TRY IT —
The lines in the listing below are to be given again exactly, starting at the line holding "Segment every instance of the cockpit" and ending at the line holding "Segment every instance of the main". Do not include pictures.

DATASET —
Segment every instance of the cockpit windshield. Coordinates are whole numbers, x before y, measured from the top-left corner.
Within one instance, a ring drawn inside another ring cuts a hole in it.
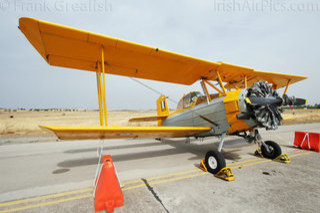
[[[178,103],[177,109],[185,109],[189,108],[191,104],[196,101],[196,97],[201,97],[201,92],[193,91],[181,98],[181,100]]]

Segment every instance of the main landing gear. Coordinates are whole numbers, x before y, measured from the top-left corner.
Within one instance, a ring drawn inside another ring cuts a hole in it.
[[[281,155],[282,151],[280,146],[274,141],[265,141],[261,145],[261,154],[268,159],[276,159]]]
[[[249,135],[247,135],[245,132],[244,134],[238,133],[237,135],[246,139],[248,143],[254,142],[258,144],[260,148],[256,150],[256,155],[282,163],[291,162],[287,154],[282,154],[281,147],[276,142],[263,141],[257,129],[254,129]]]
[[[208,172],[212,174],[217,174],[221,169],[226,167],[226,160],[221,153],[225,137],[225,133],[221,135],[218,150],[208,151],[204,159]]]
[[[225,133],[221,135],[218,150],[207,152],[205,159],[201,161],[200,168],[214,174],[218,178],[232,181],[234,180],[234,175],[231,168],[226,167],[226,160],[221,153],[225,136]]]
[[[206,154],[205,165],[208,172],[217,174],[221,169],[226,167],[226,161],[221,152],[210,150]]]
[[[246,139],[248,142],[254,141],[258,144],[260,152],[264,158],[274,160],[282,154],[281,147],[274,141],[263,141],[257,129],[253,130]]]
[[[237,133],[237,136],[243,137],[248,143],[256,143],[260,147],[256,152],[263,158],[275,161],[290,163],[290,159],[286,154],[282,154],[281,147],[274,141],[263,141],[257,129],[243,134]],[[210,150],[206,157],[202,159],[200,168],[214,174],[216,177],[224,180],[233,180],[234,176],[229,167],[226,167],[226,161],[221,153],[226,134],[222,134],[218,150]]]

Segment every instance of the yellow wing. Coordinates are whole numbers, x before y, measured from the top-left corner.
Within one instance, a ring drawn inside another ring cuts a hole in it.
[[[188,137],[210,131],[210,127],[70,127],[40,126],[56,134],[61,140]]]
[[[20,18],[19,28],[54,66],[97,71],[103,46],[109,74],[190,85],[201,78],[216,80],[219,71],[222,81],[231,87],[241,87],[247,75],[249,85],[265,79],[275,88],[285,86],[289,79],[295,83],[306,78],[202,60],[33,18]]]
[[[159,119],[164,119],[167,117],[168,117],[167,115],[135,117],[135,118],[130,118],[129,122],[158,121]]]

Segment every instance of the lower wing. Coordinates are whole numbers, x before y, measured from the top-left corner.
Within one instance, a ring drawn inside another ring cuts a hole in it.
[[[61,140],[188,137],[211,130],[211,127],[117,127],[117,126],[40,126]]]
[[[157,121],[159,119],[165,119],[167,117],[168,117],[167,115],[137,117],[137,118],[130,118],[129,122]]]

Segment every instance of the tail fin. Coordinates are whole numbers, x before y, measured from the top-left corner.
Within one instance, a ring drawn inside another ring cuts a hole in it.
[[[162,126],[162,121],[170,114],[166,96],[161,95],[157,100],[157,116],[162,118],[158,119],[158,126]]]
* * *
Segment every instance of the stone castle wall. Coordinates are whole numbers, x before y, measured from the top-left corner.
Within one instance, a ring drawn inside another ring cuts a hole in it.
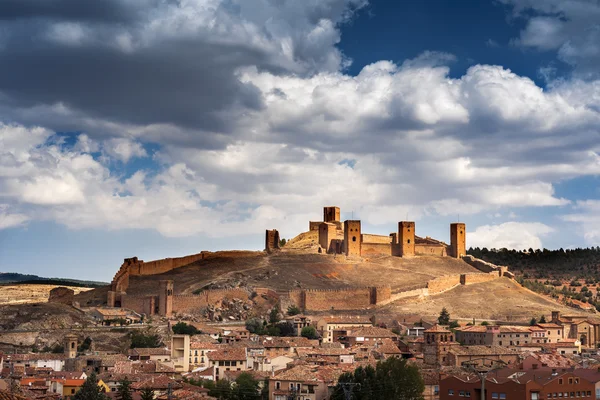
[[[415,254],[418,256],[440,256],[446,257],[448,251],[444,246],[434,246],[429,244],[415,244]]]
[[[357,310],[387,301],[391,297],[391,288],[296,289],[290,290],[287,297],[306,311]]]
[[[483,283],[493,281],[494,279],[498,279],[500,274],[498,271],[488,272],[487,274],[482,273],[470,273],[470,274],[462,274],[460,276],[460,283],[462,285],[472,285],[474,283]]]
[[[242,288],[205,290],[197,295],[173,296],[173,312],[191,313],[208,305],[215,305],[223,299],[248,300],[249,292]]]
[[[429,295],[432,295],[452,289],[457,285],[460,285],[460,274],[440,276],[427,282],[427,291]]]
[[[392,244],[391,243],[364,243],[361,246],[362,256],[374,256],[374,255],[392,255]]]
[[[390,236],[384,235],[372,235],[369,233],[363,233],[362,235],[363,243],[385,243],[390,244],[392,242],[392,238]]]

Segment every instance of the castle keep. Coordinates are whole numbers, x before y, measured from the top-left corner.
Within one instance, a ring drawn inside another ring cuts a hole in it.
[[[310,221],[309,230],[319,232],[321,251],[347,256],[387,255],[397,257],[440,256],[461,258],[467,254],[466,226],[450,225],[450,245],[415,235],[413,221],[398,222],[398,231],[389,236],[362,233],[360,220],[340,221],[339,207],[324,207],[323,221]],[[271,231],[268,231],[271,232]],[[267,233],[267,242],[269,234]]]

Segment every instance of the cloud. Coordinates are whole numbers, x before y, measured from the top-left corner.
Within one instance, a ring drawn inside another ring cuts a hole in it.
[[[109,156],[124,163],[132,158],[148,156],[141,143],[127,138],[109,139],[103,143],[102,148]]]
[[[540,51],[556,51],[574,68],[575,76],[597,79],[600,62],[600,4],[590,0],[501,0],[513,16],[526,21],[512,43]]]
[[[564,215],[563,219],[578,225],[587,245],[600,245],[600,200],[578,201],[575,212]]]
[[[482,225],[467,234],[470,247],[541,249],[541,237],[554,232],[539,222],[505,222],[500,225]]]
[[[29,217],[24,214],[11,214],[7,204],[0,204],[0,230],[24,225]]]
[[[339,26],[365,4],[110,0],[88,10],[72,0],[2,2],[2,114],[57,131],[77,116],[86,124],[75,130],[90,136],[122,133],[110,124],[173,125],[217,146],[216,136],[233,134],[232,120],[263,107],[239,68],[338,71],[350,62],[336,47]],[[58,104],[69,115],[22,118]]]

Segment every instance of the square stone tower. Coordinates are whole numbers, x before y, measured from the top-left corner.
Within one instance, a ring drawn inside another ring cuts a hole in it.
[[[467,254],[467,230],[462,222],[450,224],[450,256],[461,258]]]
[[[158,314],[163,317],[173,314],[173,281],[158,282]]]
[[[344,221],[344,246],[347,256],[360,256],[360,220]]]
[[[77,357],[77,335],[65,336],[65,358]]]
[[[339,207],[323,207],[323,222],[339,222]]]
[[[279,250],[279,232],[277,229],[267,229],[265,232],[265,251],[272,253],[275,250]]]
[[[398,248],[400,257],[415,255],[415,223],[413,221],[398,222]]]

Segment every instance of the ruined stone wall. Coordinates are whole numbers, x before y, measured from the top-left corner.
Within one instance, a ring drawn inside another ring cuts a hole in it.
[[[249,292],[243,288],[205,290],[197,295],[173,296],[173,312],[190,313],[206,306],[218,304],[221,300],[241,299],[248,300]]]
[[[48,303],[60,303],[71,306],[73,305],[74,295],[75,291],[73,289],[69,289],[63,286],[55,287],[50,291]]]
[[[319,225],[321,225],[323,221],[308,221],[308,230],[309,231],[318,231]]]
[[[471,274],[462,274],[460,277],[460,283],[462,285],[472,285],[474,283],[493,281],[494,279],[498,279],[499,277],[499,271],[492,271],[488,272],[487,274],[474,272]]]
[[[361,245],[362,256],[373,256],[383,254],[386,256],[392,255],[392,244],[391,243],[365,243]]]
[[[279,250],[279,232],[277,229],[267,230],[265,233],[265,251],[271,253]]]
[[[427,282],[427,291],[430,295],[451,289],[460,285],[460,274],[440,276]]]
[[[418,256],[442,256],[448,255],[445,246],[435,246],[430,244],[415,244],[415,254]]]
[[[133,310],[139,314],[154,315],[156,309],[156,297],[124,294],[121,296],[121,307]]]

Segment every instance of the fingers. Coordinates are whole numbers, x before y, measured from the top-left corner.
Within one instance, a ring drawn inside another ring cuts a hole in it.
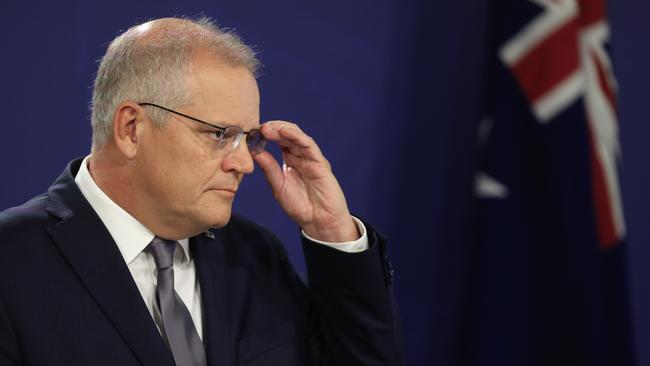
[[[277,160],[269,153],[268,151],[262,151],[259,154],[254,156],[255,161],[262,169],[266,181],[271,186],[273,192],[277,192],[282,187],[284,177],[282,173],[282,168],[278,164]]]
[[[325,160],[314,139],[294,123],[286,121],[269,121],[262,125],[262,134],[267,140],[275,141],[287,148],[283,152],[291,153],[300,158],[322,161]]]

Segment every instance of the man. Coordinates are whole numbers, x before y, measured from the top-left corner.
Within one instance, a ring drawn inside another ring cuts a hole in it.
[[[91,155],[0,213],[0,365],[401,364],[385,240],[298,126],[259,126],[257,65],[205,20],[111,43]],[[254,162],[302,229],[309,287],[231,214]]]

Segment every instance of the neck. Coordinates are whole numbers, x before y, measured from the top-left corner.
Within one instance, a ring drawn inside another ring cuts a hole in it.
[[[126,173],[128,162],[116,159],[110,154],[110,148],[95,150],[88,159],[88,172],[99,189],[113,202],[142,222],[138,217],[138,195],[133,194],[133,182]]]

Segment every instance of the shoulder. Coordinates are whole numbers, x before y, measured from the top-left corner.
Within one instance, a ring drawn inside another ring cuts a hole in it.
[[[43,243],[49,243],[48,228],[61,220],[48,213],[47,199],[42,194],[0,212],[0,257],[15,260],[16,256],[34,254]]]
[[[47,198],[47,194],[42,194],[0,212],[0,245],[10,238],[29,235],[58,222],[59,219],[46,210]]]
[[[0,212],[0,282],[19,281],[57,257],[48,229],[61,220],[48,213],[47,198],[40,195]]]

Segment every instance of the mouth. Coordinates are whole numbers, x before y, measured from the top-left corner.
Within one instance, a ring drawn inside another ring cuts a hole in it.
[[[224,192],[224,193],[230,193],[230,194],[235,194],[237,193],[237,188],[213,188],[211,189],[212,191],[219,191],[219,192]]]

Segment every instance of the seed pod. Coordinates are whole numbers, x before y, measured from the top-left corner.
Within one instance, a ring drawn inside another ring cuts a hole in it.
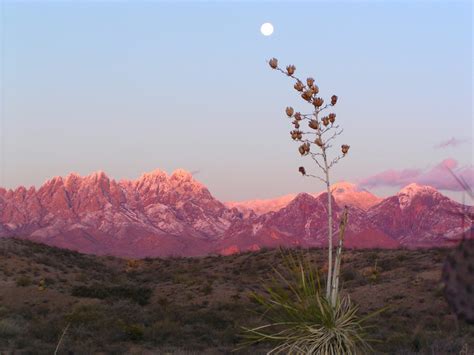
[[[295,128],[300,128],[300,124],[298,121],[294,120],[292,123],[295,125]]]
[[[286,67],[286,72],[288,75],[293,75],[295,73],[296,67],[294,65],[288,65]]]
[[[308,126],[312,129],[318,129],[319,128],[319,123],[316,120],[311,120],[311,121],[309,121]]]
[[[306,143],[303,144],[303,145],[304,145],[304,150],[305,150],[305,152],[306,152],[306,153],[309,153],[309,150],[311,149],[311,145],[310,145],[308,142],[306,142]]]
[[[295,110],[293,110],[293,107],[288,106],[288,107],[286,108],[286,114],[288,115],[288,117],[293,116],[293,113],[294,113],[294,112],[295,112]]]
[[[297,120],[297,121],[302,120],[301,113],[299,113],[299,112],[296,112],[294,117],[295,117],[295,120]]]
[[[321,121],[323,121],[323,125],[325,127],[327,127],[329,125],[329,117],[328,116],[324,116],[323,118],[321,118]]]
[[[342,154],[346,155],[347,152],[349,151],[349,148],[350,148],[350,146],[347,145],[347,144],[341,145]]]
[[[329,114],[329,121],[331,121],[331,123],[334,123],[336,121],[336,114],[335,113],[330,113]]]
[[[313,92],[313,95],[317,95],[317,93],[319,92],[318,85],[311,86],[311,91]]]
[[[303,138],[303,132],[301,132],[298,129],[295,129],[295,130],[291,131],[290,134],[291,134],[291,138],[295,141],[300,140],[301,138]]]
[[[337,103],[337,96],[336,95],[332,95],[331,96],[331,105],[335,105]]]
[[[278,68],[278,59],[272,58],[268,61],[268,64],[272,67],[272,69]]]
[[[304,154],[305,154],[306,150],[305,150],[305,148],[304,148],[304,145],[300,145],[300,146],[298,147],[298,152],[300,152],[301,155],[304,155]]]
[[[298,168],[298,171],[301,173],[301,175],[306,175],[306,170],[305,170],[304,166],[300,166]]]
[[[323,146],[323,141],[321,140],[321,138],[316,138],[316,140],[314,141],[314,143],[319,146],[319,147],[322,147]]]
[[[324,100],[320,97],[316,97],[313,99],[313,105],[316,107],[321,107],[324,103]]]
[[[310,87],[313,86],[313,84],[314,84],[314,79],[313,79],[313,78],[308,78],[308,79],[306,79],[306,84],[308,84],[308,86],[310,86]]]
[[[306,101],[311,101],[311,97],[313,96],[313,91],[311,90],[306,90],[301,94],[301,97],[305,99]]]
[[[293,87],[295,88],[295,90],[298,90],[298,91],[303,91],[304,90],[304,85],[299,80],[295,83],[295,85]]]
---
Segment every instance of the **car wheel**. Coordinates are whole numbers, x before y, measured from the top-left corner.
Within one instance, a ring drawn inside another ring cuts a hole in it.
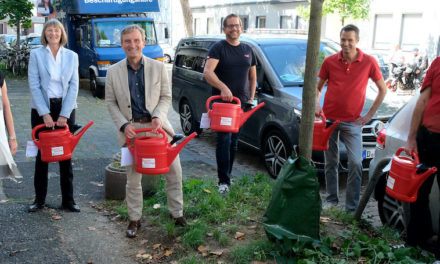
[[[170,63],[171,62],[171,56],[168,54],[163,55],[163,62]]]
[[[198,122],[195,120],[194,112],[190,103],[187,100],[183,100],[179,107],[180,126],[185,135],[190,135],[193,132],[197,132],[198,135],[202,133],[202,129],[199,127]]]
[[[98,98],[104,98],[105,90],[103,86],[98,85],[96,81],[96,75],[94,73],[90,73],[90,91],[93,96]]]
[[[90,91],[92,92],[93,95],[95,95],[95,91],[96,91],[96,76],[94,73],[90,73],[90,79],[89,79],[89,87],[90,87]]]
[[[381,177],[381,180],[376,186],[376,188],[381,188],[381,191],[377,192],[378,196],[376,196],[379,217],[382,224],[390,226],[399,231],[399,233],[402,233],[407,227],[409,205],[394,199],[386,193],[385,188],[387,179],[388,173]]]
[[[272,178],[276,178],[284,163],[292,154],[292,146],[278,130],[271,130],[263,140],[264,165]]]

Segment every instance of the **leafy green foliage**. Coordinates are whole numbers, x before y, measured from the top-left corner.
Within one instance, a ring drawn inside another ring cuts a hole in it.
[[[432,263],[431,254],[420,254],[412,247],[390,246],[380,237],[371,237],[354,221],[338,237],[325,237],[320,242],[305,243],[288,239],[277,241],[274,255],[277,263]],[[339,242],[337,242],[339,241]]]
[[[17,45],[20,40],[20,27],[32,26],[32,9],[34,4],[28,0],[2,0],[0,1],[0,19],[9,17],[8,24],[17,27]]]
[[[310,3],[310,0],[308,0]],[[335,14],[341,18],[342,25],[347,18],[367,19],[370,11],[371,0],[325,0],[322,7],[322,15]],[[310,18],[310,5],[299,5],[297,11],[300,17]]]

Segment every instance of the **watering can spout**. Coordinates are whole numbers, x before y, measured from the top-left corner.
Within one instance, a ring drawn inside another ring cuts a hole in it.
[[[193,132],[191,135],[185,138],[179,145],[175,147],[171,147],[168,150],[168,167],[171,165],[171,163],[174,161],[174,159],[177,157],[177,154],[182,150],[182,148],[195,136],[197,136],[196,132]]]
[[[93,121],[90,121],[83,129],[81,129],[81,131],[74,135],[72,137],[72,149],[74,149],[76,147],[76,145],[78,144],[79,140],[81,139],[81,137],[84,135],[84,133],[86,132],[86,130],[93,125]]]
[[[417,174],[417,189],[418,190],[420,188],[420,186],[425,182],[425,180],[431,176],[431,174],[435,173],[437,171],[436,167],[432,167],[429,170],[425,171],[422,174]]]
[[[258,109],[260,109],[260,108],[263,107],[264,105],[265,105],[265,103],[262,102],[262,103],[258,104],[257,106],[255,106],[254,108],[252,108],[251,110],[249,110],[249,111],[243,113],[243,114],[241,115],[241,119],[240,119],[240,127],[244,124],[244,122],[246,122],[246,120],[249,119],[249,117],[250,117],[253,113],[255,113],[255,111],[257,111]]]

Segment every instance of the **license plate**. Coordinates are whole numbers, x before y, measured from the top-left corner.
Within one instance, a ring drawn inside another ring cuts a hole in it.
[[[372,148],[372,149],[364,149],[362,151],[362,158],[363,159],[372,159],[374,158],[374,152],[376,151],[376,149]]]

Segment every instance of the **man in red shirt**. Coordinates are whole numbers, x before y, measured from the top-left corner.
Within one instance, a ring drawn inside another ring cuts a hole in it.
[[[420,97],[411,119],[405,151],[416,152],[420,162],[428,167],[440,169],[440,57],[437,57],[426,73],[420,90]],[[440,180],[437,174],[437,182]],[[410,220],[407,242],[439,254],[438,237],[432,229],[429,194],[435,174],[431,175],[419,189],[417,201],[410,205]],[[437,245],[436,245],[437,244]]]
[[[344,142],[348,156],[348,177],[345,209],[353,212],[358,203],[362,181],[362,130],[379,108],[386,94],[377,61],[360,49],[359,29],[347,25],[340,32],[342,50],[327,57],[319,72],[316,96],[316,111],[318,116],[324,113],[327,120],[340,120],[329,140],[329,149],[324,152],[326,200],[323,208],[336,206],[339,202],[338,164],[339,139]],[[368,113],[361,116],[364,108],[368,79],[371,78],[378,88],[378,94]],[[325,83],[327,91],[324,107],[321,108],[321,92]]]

RESPONSE BOX —
Segment every instance of the cockpit windshield. Coordinates are whole numbers, x before y, measured from the top-left corner.
Within one instance, a ring drawn inside another ring cuts a hole in it.
[[[178,103],[177,109],[185,109],[189,108],[191,104],[196,101],[196,97],[201,97],[201,92],[193,91],[181,98],[181,100]]]

Segment every instance of the main landing gear. Coordinates are whole numbers, x before y, measured from the top-left corner.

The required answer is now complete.